_DATA_.
>>>
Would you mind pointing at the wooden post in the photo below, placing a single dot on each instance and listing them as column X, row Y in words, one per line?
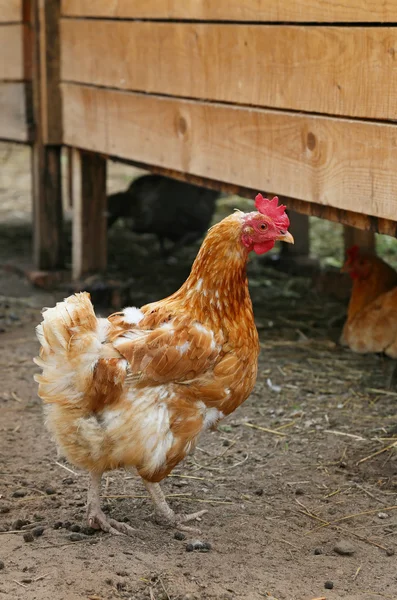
column 300, row 230
column 46, row 150
column 365, row 240
column 89, row 250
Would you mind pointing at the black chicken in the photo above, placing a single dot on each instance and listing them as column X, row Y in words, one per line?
column 174, row 210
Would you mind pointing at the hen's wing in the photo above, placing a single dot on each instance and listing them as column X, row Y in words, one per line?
column 176, row 351
column 374, row 329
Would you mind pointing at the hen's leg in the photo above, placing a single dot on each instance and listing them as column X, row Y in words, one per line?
column 96, row 517
column 164, row 513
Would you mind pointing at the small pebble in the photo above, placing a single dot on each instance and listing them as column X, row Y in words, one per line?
column 18, row 524
column 344, row 548
column 76, row 537
column 38, row 531
column 89, row 531
column 199, row 546
column 37, row 517
column 19, row 494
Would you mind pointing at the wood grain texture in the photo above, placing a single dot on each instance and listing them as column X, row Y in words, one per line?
column 237, row 10
column 346, row 164
column 338, row 215
column 49, row 56
column 89, row 249
column 46, row 166
column 331, row 70
column 12, row 55
column 10, row 11
column 15, row 120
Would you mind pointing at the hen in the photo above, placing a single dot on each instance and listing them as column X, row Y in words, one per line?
column 371, row 324
column 174, row 210
column 136, row 390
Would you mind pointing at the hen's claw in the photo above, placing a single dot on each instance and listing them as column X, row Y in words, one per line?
column 98, row 520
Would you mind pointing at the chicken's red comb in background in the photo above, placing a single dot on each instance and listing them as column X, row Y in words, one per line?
column 353, row 253
column 272, row 209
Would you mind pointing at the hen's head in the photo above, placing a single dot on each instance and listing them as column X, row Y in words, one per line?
column 262, row 229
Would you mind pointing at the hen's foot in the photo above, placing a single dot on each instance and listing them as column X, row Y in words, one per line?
column 97, row 519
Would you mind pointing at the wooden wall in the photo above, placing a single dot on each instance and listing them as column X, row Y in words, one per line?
column 15, row 72
column 293, row 98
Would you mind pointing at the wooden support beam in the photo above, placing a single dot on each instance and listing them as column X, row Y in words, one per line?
column 365, row 240
column 89, row 250
column 46, row 159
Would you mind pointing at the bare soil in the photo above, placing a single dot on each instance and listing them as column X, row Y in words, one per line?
column 304, row 464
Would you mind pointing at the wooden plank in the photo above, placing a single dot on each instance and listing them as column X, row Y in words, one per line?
column 237, row 10
column 346, row 164
column 49, row 48
column 46, row 172
column 10, row 11
column 270, row 66
column 345, row 217
column 11, row 56
column 15, row 119
column 89, row 250
column 356, row 237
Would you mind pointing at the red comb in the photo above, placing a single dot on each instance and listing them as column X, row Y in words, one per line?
column 272, row 209
column 353, row 252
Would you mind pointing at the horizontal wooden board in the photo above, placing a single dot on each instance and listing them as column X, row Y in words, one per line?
column 312, row 69
column 14, row 114
column 11, row 55
column 237, row 10
column 346, row 164
column 10, row 11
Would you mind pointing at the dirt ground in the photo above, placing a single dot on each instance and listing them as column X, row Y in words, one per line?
column 303, row 471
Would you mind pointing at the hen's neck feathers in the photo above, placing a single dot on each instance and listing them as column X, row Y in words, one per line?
column 218, row 283
column 381, row 279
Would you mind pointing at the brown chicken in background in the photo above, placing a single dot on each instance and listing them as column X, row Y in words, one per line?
column 137, row 389
column 371, row 324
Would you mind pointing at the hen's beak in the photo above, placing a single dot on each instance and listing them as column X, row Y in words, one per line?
column 286, row 237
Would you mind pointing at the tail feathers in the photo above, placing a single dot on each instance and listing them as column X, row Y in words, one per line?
column 71, row 339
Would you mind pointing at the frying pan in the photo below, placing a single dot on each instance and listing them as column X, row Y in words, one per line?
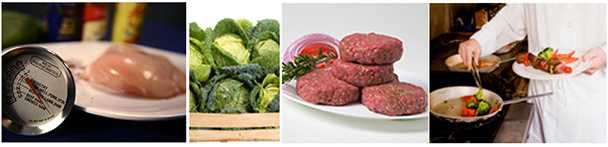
column 439, row 96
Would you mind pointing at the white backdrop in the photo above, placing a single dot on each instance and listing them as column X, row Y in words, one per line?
column 408, row 22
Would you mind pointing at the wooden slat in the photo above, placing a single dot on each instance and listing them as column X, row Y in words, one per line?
column 240, row 135
column 247, row 120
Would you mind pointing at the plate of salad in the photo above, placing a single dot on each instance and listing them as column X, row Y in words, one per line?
column 549, row 64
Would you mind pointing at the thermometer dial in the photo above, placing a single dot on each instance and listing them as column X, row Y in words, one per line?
column 37, row 90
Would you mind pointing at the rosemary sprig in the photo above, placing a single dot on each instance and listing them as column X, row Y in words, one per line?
column 302, row 65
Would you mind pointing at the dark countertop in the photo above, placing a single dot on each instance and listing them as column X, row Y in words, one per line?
column 80, row 126
column 515, row 126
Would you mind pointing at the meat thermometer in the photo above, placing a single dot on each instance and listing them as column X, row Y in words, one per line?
column 37, row 90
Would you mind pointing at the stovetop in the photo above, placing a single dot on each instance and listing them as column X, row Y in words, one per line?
column 445, row 132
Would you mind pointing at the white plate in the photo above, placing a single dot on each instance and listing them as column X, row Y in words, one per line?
column 288, row 91
column 532, row 73
column 109, row 105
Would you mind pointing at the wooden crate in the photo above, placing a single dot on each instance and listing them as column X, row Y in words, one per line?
column 204, row 127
<<<
_TASK ITEM_.
The answer must be the data above, repeated exactly, with no pictures.

_YOUR RESPONSE_.
Would you mind pointing at the wooden post in the photo below, placing a single dot on each instance and listing them as column X, row Y in words, one per line?
column 300, row 230
column 46, row 150
column 365, row 240
column 89, row 250
Would you mind pointing at the black chicken in the photo above, placing a single dot on each instance and listing them as column X, row Y in words, one per line?
column 174, row 210
Would you mind pointing at the hen's wing in the photo above, placing a single dot on each instance and listing them as column X, row Y in words, one per line?
column 176, row 351
column 374, row 329
Would you mind pointing at the hen's leg in the photo above, placing a single dot on each instance and listing them as column X, row Y in words, one per line?
column 96, row 517
column 164, row 513
Would you mind pointing at the small pebble in the photo above, placing a single dot on each instance and listing them as column X, row Y in words, one per line?
column 18, row 524
column 344, row 548
column 76, row 537
column 38, row 531
column 89, row 531
column 199, row 546
column 37, row 517
column 19, row 494
Would you mind pointing at the wood grain texture in the photo above, placing a single dot on each instance and listing them as column X, row Y in words, one per line?
column 237, row 10
column 346, row 164
column 338, row 215
column 49, row 56
column 89, row 249
column 46, row 166
column 331, row 70
column 12, row 55
column 10, row 11
column 15, row 120
Would you mind pointing at the hen in the photo above, placing a single dot on each instance and listing them as column X, row Y in words, one per line?
column 371, row 324
column 174, row 210
column 136, row 390
Would you mind pointing at the hen's claw in the photo above, placing a single dot on each instance and listing them as column X, row Y in words, one per line?
column 98, row 520
Would you mind pointing at the chicken's red comb in background in the photo above, placing a single dot on each instance and listing them as column X, row Y in words, one per line?
column 353, row 253
column 272, row 209
Would you mind pointing at the hen's head in the photo above, placing a single dot on each instance and listing them as column X, row Y in words, one per line?
column 262, row 229
Would you mind pointing at the hen's foot in the photo above, placing a single dot on each instance and listing them as column X, row Y in words, one per line?
column 97, row 519
Would you mind pointing at the wooden wall in the photo above, placing a single dot on each instance and listing them as column X, row Y in words, one per line?
column 15, row 72
column 293, row 98
Would you mind pointing at the wooden support beam in the photo above, placing a single dot on each instance and listing them as column X, row Y in words, one per line?
column 365, row 240
column 89, row 250
column 46, row 159
Would you mind pointing at the bare soil in the photo above, placing a single dot on each instance and listing them as column X, row Y in words, one per line?
column 304, row 464
Would you mind pointing at the wooden plank in the photo above, placing a single dot on each instance and listing them as column X, row Y in words, one per line?
column 237, row 10
column 346, row 164
column 49, row 48
column 46, row 172
column 10, row 11
column 270, row 66
column 345, row 217
column 11, row 56
column 15, row 119
column 89, row 250
column 356, row 237
Would you mind pointing at the red comb in the photo above, placing a single dot on each instance and listing them as column X, row Y in words, one per line?
column 272, row 209
column 353, row 252
Would you mind pointing at the horizontal wooden board in the photo above, placing a single dot on each instance and listing them as column X, row Y in words, one per line?
column 312, row 69
column 14, row 114
column 11, row 55
column 237, row 10
column 346, row 164
column 10, row 11
Would you mind pointing at the dirt ground in the photo above, placing a single dot on each instance and listing them as column X, row Y in words, one per line?
column 303, row 471
Would you mind pointing at the hen's neck feathers in the photo above, placing a single dot on each instance and listing them as column X, row Y in words, one per line?
column 218, row 283
column 381, row 279
Would you mind pointing at the brown chicken in background in the photo above, placing a single dot on each instance and listing them as column X, row Y in words, one per line?
column 137, row 389
column 371, row 324
Would you mind pointing at the hen's beak in the photo above, placing a single dot on each instance and listing them as column X, row Y in words, one per line?
column 286, row 237
Would you mind pointing at the tail feathers in the photo above, placing a single dot on each instance and listing them as column X, row Y in words, one per line?
column 71, row 339
Would you mind pointing at the frying pan in the photo below, placing a single dot on each instance and listing them as column X, row Y in words, one per line?
column 439, row 96
Would you mind pointing at the white backdrop in the photo above, placing a single dot on each instance and listing them as column X, row Y in words, one per line?
column 408, row 22
Would you mind pointing at the wooden slat in the photo above, placing a single dot on each instance and listing them as column X, row Y in words, one per line?
column 240, row 135
column 247, row 120
Would you mind pointing at the plate of salad in the photo above, placing a single dot on each instance and listing them as column X, row Y in words, one per line?
column 549, row 64
Would you mind pointing at the thermometer dial in the photo above, placing a single dot on each instance and listing them as column X, row Y in words, one per line?
column 37, row 90
Would you mind pointing at the rosemary sprig in the photo above, placing a single dot on each instance and listing them as column X, row Y in words, one per line?
column 302, row 65
Would you mind pointing at the dark countertop in the photo above, placing a single dot on each instance and listing them as column X, row Y in words, one per line?
column 80, row 126
column 515, row 126
Would you mind pointing at the meat thermometer in the photo above, placing a single dot on each instance and listing them as column X, row Y in words, one per line?
column 37, row 90
Would you mind pointing at the stovetop in the photo above, placing a single dot on each instance and listing them as column X, row Y in words, one per line?
column 445, row 132
Would you mind pointing at the white plate in the photo above, placing a single dot on each instance and listing them as column X, row Y in words, one per line?
column 288, row 91
column 532, row 73
column 109, row 105
Would you mind pointing at the wooden crate in the photo above, placing a single dot on each instance and listing them as column X, row Y in words, one per line?
column 204, row 127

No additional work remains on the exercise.